• **Excerpt**:

For our test, we have generated 360.000 files on 37 folders

Directory.GetDirectories (or Directory.GetFiles) vs Directory.EnumerateDirectories (or Directory.EnumerateFiles)

When we use EnumerateDirectories(or EnumerateFiles) , we can start enumerating the collection before the whole collection is returned

But when we use GetDirectories (or GetFiles) , we must wait for the whole array to be returned before we can access the array.

Therefore, when we work with many files and directories, EnumerateFiles can be more efficient.

But in a broadcast system where files arrive continuously, it is better to first get all files to process ( by using GetDirectories or GetFiles ) so as to ignore the latest files ( in our case latest file will not be deleted).

• **Extracted information**:
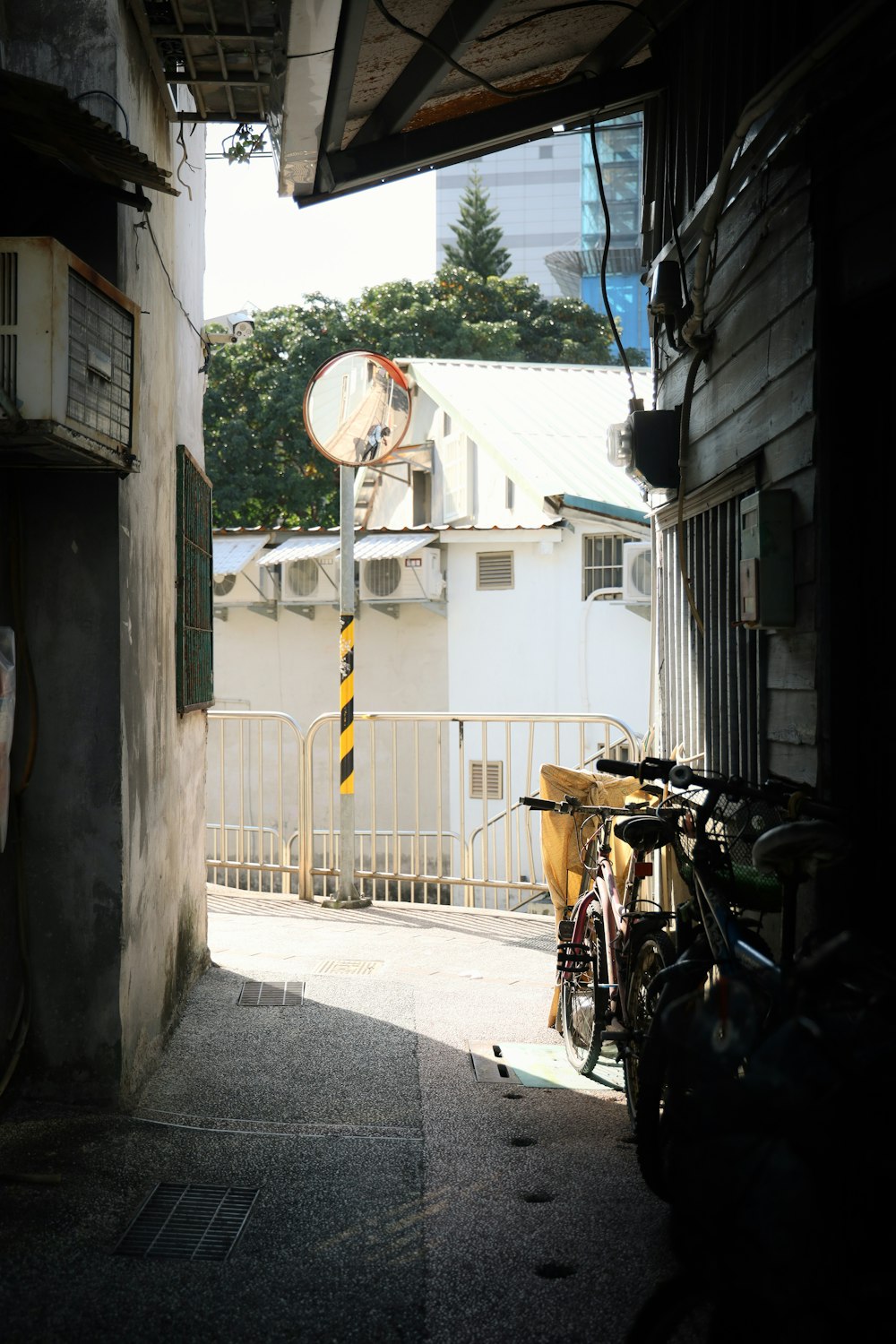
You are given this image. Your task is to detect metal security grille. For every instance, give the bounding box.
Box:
[476,551,513,589]
[659,497,766,780]
[582,537,629,599]
[176,444,213,714]
[0,252,19,403]
[67,271,134,446]
[114,1182,258,1261]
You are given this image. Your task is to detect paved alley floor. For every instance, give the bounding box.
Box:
[0,889,672,1344]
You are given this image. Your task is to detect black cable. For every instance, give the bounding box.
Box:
[589,121,638,402]
[476,0,659,42]
[71,89,130,140]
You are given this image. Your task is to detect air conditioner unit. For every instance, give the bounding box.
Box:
[622,542,653,607]
[0,238,140,472]
[360,547,444,602]
[280,556,340,607]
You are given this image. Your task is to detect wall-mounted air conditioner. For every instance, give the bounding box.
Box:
[0,238,140,472]
[280,556,340,607]
[622,542,653,607]
[360,547,444,602]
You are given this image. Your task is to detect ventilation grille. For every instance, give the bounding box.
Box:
[364,558,401,597]
[67,271,134,445]
[286,559,321,597]
[470,761,504,798]
[476,551,513,589]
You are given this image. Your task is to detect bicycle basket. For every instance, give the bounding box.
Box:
[661,789,788,914]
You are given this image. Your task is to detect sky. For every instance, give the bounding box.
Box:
[202,134,435,322]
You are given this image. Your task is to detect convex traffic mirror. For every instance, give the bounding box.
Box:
[302,349,411,467]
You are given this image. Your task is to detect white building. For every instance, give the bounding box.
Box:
[210,360,650,903]
[215,360,650,734]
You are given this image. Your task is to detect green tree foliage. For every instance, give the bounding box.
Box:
[202,295,352,527]
[444,168,511,280]
[204,265,610,527]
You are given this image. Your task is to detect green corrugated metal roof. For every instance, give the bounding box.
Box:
[409,359,653,519]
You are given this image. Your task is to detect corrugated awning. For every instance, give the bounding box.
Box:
[211,532,267,580]
[258,537,339,569]
[355,532,433,561]
[0,70,180,204]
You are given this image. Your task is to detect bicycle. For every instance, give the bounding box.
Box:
[597,758,834,1199]
[626,822,896,1344]
[520,796,675,1124]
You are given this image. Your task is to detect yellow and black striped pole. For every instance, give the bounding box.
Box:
[323,467,371,910]
[339,612,355,793]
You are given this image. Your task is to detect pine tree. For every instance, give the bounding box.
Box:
[444,168,511,280]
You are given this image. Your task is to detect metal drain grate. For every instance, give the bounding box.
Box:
[237,980,305,1008]
[114,1182,258,1261]
[314,959,383,976]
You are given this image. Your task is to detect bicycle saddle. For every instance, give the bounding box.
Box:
[614,814,675,854]
[753,822,849,876]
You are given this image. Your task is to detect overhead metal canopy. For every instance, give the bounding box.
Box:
[130,0,691,204]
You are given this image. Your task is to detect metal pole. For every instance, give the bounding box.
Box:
[323,467,371,910]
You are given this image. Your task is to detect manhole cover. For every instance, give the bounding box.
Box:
[114,1182,258,1261]
[237,980,305,1008]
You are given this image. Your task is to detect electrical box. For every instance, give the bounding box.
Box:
[740,491,796,629]
[607,409,681,491]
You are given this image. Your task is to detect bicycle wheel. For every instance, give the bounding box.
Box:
[560,909,608,1075]
[634,986,689,1201]
[622,926,676,1125]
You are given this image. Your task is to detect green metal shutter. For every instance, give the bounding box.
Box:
[176,444,215,714]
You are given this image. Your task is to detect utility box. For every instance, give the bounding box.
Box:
[740,491,796,629]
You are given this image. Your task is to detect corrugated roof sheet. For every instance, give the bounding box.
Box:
[0,70,180,196]
[211,532,267,580]
[355,532,433,561]
[409,359,653,516]
[259,534,339,567]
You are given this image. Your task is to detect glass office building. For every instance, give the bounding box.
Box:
[436,116,650,355]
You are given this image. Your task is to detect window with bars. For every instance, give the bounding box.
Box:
[470,761,504,798]
[476,551,513,589]
[176,444,213,714]
[657,496,767,780]
[582,535,623,601]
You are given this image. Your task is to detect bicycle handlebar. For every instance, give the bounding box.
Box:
[595,757,842,822]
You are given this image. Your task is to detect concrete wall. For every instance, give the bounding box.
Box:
[0,0,205,1101]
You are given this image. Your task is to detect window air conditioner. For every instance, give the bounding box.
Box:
[622,542,653,607]
[360,547,444,602]
[0,238,140,472]
[280,556,339,607]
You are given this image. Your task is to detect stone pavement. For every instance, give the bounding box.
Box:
[0,889,672,1344]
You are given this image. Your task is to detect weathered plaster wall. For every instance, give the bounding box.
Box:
[116,4,205,1094]
[0,0,207,1101]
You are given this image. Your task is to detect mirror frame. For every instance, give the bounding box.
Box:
[302,347,411,470]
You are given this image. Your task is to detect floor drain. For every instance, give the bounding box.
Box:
[114,1182,258,1261]
[535,1261,578,1279]
[237,980,305,1008]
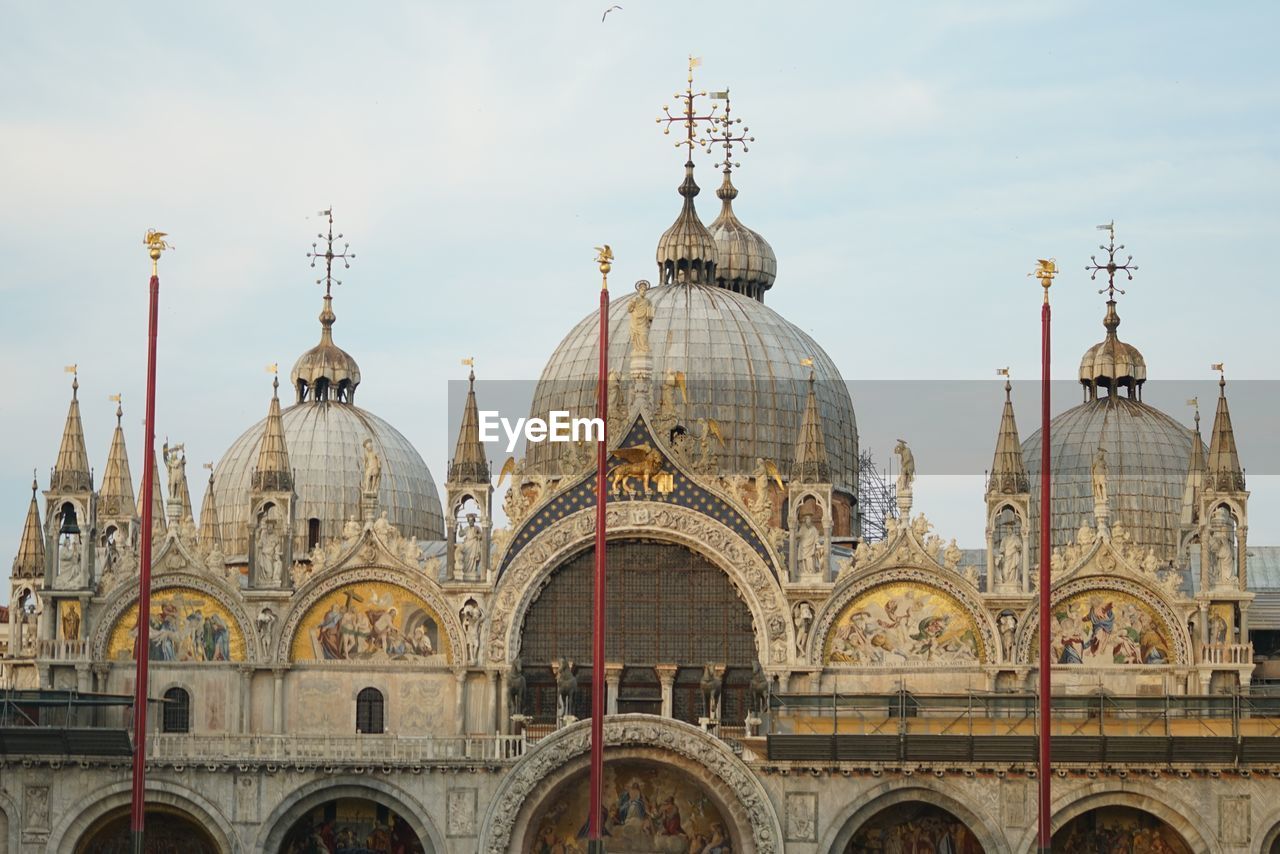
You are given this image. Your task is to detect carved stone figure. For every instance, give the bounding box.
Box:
[507,658,525,714]
[627,282,654,355]
[458,513,484,579]
[458,599,484,665]
[893,439,915,493]
[361,439,383,495]
[796,513,822,576]
[998,611,1018,662]
[700,665,724,721]
[791,602,814,658]
[162,442,187,506]
[997,530,1023,584]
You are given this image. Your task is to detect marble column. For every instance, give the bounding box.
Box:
[604,662,622,714]
[654,665,678,717]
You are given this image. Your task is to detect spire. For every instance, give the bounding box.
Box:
[1208,362,1244,492]
[791,368,831,484]
[200,462,221,552]
[97,394,134,519]
[138,448,169,539]
[252,378,293,492]
[49,365,93,492]
[449,359,489,483]
[12,472,45,579]
[987,378,1030,494]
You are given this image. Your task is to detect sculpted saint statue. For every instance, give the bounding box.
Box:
[161,442,187,501]
[627,280,653,353]
[893,439,915,493]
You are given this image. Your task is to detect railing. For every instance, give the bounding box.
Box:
[36,638,88,661]
[147,732,526,766]
[1201,644,1253,666]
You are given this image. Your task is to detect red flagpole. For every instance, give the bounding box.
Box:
[1037,261,1056,854]
[129,232,169,854]
[586,246,613,854]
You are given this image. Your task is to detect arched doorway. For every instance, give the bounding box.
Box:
[76,805,221,854]
[520,540,758,725]
[279,798,429,854]
[1053,805,1193,854]
[844,800,983,854]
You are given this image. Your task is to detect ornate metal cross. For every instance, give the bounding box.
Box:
[1084,220,1138,300]
[307,207,356,297]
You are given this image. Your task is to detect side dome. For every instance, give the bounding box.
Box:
[527,283,858,495]
[214,399,444,556]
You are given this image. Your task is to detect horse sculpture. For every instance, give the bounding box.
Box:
[556,656,577,718]
[701,665,724,721]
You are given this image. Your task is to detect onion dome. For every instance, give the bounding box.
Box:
[97,402,134,519]
[289,293,360,403]
[708,169,778,302]
[1080,300,1147,399]
[526,284,858,495]
[12,478,45,579]
[657,160,717,284]
[49,376,93,492]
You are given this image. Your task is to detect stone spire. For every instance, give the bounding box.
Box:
[97,396,134,519]
[12,475,45,579]
[251,378,293,492]
[138,448,169,539]
[791,368,831,484]
[49,376,93,492]
[1207,367,1244,492]
[200,466,223,552]
[449,367,489,483]
[987,379,1030,495]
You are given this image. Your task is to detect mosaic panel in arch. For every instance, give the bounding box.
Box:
[529,762,733,854]
[824,581,986,667]
[1032,590,1174,665]
[280,798,426,854]
[106,588,244,662]
[845,803,983,854]
[1053,807,1192,854]
[289,581,449,665]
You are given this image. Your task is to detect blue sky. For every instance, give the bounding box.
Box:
[0,0,1280,595]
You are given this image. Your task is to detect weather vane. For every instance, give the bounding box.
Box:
[307,207,356,297]
[1084,220,1138,301]
[712,87,755,172]
[658,56,719,160]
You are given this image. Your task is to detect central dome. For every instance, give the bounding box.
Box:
[214,401,444,556]
[527,283,858,495]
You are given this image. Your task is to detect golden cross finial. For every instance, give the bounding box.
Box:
[595,243,613,291]
[1084,220,1138,301]
[307,207,356,297]
[712,86,755,172]
[1027,259,1057,302]
[142,228,173,275]
[658,56,719,161]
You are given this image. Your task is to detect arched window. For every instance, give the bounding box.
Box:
[356,688,383,735]
[160,688,191,732]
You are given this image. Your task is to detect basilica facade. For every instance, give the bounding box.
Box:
[0,83,1280,854]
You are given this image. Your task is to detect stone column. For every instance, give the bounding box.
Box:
[654,665,678,717]
[271,667,284,735]
[604,662,622,714]
[453,667,467,735]
[236,665,253,735]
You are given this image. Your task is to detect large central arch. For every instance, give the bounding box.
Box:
[488,501,795,666]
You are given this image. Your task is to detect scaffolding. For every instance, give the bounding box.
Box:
[858,451,897,543]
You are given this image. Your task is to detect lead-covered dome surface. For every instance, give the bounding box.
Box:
[527,283,858,494]
[1023,394,1194,571]
[214,401,444,556]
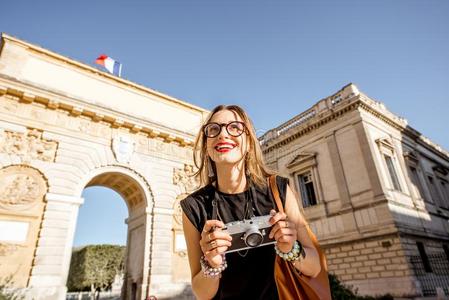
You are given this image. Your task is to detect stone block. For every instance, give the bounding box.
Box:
[355,255,369,261]
[34,255,64,266]
[348,250,360,256]
[29,275,65,287]
[368,254,382,259]
[343,257,355,262]
[351,261,363,268]
[341,246,352,251]
[357,267,371,273]
[371,266,385,272]
[352,273,366,280]
[36,246,64,256]
[380,271,394,277]
[377,258,391,265]
[363,260,376,267]
[360,248,374,254]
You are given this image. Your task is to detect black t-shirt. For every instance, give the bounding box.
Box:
[181,176,288,299]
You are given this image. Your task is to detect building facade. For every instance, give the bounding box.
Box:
[0,34,200,300]
[260,84,449,297]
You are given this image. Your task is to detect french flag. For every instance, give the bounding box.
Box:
[95,54,122,77]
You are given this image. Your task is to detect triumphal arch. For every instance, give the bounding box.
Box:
[0,34,207,299]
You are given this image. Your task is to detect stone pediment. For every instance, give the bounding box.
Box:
[432,166,449,177]
[376,137,394,151]
[287,152,316,169]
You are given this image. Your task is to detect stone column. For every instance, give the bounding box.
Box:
[27,193,84,300]
[326,132,352,211]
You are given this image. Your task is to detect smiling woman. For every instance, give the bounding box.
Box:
[181,105,328,299]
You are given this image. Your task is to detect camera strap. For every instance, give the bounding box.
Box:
[212,182,256,222]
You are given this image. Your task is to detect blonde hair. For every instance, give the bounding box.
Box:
[193,105,274,186]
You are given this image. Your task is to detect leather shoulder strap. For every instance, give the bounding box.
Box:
[268,175,284,213]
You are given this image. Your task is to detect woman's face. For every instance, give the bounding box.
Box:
[207,110,249,167]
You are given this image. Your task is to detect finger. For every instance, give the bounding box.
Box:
[204,246,229,260]
[274,228,296,242]
[270,212,287,224]
[269,221,296,238]
[207,230,232,241]
[276,235,296,247]
[268,224,296,240]
[201,220,224,234]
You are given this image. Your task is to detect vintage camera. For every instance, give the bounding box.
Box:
[223,215,276,253]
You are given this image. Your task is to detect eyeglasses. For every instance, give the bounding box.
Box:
[203,121,246,138]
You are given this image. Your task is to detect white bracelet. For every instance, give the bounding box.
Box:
[200,254,228,278]
[274,241,306,262]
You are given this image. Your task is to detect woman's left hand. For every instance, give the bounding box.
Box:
[269,210,297,253]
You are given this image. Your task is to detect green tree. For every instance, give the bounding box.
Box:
[67,245,125,297]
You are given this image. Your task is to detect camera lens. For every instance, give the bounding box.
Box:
[245,227,263,247]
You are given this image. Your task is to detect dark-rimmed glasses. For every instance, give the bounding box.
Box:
[203,121,246,138]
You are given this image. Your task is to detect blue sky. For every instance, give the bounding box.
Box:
[0,0,449,244]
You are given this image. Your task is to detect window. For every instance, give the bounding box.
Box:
[443,245,449,262]
[440,179,449,208]
[409,167,424,198]
[384,155,401,191]
[416,242,432,273]
[427,176,441,205]
[298,172,317,207]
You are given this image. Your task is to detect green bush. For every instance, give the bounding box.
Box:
[0,276,23,300]
[67,245,125,292]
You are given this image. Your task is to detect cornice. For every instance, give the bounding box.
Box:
[0,33,209,114]
[261,93,449,160]
[262,102,359,154]
[0,85,193,147]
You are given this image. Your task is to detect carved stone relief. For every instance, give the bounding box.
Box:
[0,166,47,210]
[0,243,24,256]
[0,129,58,162]
[173,164,199,193]
[112,135,136,164]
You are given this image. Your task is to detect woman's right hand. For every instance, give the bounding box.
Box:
[200,220,232,268]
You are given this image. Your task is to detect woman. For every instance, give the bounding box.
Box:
[181,105,321,299]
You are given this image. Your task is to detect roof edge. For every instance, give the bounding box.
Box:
[0,32,209,113]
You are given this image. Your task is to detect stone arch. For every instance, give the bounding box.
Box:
[76,165,154,299]
[0,165,48,287]
[75,165,154,209]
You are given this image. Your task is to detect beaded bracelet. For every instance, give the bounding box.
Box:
[200,254,228,278]
[274,241,306,262]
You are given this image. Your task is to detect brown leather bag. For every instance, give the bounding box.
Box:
[269,175,332,300]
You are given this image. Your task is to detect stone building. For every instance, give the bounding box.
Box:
[260,84,449,297]
[0,34,200,300]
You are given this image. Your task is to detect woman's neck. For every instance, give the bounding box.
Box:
[217,164,247,194]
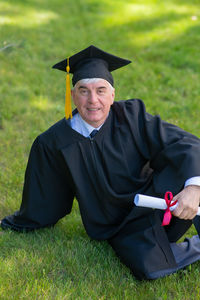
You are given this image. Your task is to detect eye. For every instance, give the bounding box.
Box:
[80,89,88,95]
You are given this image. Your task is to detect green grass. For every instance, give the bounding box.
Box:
[0,0,200,300]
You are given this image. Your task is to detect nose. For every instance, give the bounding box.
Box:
[89,91,98,103]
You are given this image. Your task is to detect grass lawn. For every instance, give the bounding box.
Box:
[0,0,200,300]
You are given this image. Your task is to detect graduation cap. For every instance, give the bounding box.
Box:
[52,45,131,119]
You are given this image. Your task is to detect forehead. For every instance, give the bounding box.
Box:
[76,78,110,89]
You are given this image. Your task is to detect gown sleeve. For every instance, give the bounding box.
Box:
[122,99,200,197]
[1,137,74,231]
[134,100,200,194]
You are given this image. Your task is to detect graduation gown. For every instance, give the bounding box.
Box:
[1,99,200,278]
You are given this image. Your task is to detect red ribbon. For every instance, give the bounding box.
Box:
[162,192,177,226]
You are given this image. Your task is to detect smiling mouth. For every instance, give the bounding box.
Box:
[88,108,100,111]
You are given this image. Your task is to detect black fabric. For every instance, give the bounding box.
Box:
[90,129,98,139]
[1,99,200,278]
[53,45,131,86]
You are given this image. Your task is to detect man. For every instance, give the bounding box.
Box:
[1,46,200,279]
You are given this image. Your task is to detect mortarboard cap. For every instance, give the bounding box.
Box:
[53,45,131,118]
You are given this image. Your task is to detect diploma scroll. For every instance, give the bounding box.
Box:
[134,194,200,216]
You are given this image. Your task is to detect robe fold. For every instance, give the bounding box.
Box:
[1,99,200,278]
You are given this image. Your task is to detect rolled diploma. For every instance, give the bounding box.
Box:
[134,194,200,216]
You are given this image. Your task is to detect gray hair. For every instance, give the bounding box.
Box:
[73,78,114,92]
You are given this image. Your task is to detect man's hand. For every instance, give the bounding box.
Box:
[173,185,200,220]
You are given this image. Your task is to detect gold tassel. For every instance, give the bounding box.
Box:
[65,57,72,119]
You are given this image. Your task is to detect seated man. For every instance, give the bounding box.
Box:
[1,46,200,279]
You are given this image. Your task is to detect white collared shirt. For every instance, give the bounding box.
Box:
[71,113,103,137]
[71,112,200,187]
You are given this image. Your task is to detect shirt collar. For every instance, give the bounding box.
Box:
[78,113,104,136]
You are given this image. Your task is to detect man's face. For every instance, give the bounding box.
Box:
[72,79,115,128]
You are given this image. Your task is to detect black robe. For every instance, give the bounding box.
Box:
[1,99,200,278]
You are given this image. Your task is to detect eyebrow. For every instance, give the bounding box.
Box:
[78,85,107,90]
[78,85,87,89]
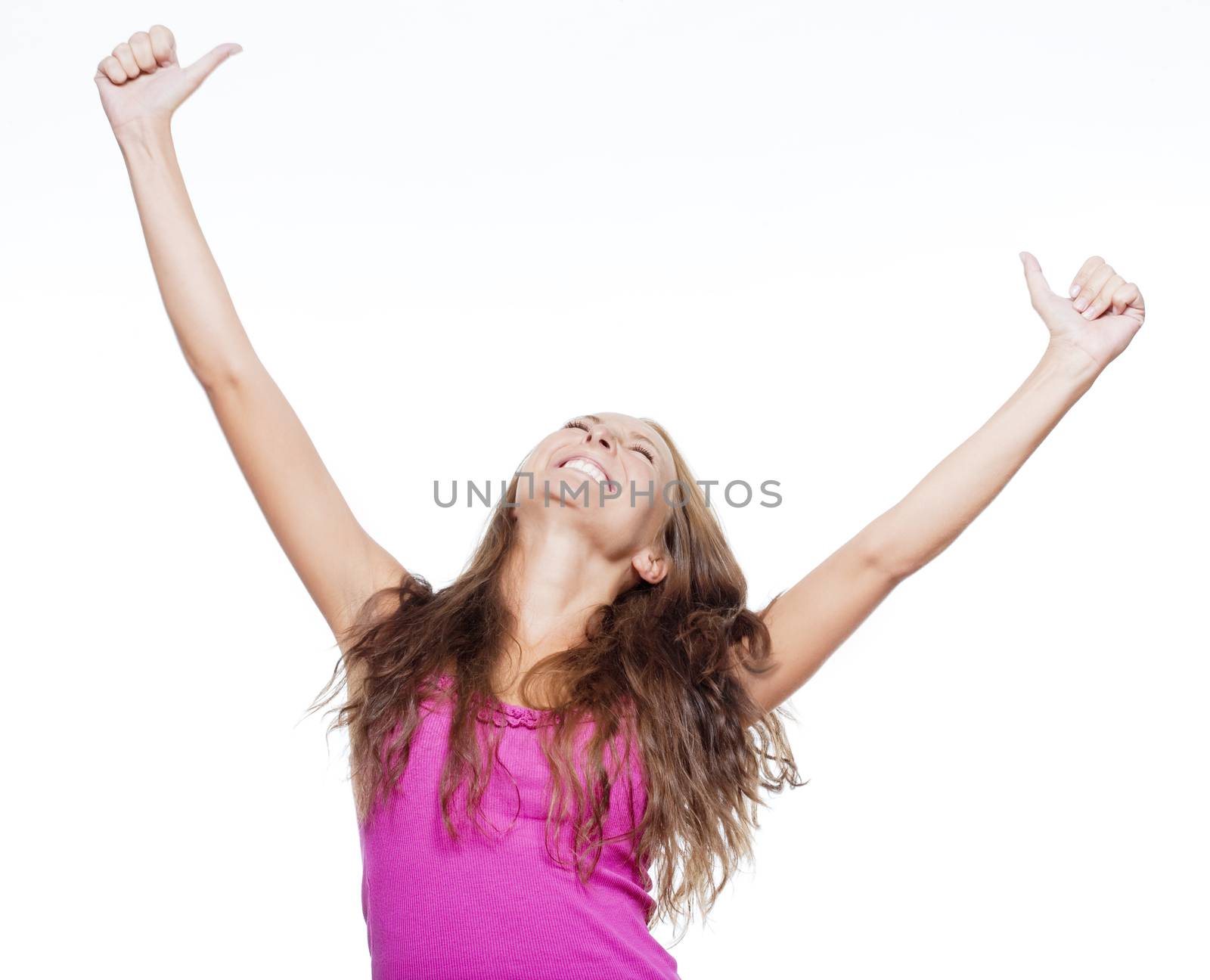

• **Tasks to perform**:
1. According to the excerpt comparing GetFiles and EnumerateFiles, how many files and folders were generated for the test?
2. Carry on the excerpt comparing GetFiles and EnumerateFiles, picking up right after its final sentence.

• **Results**:
1. 360,000 files on 37 folders.

2.
Using EnumerateDirectories or EnumerateFiles latest files may be processed because when the system is currently processing an item, new items can be added on directories, so on collection

Using Parallelism

We cannot parallelize directory processing because the runtime may start deleting C:\DATA\DumpDir\2 before C:\DATA\DumpDir\2\21

In our case C:\DATA\DumpDir\2\21 will be deleted but not C:\DATA\DumpDir\2.

We can wait processing of C:\DATA\DumpDir\2 until C:\DATA\DumpDir\2\21 is processed but we do not know at this moment if C:\DATA\DumpDir\2\21 will be deleted or not ( not contains files or subdirectories)

So take care about parallelizm.

First, we need to mind if a function can be parallelized?

Consider the algorithm to calculate the Fibonacci numbers
(1, 1, 2, 3, 5, 8, 13, 21, etc.). The next number in the sequence is the sum of the previous two numbers.

Therefore, to calculate the next issue, we have already calculated the previous two. This algorithm is inherently
sequentially, so as much as we may try, it can not be parallelized.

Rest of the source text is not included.